### Work to do:
Echo each line of the listing below verbatim, with the pictures left out.

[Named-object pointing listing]
____

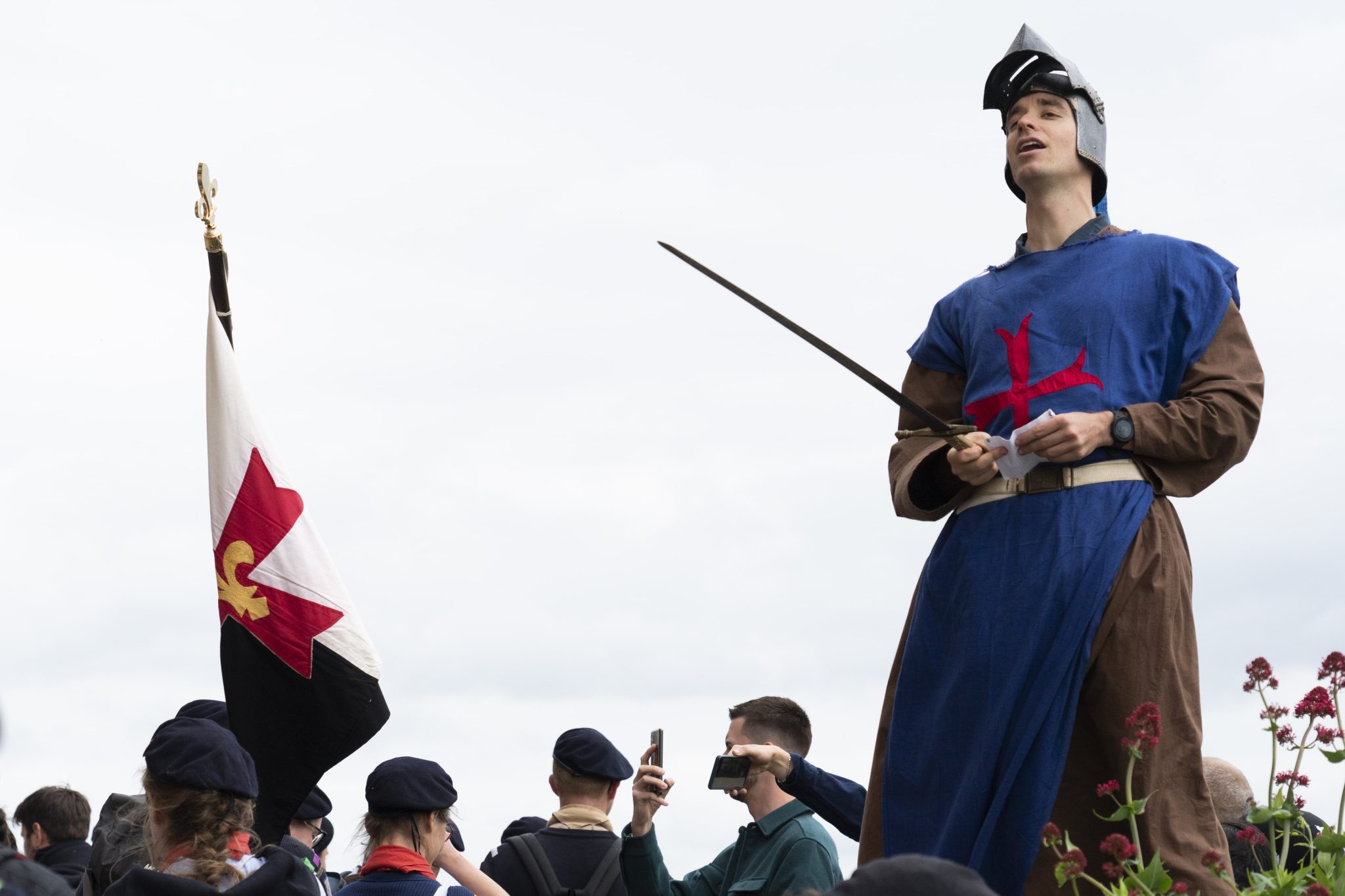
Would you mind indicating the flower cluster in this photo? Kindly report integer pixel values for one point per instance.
(1251, 836)
(1118, 847)
(1317, 703)
(1258, 673)
(1333, 668)
(1274, 711)
(1292, 778)
(1072, 864)
(1143, 727)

____

### Result for this exercise:
Would you mind indicating the flower cluster in this photo? Kindly report integer pixel values for one point per instance.
(1251, 836)
(1118, 847)
(1317, 703)
(1258, 673)
(1333, 668)
(1274, 711)
(1292, 778)
(1072, 864)
(1143, 727)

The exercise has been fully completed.